# Your objective
Reproduce the items from their start through the line containing "[[131, 157]]", swapping "cup fungus interior" for "cup fungus cavity" and leaving everything else unchanged.

[Dataset entries]
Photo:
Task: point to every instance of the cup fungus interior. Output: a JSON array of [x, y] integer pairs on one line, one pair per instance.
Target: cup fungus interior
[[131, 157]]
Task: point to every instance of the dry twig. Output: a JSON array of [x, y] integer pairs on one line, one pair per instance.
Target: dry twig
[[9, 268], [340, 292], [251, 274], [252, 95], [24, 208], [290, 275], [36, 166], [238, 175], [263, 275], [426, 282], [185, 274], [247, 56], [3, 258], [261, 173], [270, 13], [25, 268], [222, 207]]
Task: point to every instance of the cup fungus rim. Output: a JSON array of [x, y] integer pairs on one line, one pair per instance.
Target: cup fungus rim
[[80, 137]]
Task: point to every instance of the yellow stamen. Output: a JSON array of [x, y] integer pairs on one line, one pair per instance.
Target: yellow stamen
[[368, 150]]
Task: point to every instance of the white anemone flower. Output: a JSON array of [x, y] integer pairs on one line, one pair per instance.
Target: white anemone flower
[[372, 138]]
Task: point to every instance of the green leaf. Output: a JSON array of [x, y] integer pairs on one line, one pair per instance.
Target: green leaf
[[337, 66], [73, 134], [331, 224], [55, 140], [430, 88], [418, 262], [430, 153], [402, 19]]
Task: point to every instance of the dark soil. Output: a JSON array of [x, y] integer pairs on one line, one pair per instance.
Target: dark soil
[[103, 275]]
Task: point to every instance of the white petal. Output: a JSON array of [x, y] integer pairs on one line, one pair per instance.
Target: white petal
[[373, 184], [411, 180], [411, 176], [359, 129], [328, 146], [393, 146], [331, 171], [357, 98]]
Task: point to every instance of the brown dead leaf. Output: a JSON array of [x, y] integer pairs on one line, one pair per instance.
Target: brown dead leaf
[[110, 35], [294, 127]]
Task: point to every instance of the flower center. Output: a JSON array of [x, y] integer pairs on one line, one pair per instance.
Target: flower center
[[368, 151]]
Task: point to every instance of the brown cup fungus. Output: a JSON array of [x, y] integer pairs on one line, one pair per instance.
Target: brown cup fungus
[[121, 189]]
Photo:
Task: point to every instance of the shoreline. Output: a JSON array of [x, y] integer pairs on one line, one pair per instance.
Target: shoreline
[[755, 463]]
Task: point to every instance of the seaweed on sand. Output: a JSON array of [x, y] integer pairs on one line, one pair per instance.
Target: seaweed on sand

# Reply to the task
Photo:
Task: point to every instance of the cup fungus cavity. Output: a JSON array of [x, y] integer pairs on one line, one pair per instance.
Target: cup fungus cavity
[[131, 157]]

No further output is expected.